◆ **Records excerpted from a collection**:
/---
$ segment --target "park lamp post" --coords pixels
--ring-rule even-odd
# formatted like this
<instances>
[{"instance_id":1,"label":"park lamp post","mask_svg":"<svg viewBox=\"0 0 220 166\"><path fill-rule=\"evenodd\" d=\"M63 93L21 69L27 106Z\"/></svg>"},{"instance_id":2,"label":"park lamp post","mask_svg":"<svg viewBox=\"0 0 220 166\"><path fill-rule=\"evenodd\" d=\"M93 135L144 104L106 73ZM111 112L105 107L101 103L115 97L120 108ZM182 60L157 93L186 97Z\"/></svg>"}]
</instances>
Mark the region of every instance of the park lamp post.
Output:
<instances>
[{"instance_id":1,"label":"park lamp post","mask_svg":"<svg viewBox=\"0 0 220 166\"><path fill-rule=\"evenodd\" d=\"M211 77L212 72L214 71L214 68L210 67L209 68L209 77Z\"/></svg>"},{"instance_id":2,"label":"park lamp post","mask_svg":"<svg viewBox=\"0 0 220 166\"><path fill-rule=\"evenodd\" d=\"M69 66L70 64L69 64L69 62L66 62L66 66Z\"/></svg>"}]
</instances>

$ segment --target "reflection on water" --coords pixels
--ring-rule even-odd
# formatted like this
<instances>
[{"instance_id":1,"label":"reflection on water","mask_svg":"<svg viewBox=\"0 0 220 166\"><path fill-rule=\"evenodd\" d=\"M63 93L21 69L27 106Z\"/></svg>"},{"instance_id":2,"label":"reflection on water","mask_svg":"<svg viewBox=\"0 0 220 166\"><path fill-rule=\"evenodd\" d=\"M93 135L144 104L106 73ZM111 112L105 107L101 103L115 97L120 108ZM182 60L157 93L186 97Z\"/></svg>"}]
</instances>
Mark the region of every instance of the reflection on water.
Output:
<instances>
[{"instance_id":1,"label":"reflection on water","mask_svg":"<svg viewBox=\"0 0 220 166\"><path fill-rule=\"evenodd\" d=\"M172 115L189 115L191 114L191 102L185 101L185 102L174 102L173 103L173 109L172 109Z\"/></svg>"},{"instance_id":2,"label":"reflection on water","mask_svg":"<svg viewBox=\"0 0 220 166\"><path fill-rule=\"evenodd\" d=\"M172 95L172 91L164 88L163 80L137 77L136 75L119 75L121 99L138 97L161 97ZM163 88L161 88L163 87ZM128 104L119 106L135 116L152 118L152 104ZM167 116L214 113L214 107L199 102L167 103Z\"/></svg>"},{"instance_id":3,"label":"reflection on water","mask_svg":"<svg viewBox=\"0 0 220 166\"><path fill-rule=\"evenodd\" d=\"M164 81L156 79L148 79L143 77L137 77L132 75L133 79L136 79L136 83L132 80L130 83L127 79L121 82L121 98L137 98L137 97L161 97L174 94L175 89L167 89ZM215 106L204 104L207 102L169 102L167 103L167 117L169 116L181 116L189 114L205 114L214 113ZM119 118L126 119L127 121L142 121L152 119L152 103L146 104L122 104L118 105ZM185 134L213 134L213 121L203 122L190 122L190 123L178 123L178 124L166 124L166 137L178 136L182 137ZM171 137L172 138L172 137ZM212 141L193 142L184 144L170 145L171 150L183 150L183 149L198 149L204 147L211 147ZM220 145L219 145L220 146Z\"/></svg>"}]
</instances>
\---
◆ **Task instructions**: Say only the number of lines above holding "pixels".

◆ **Task answer**: 2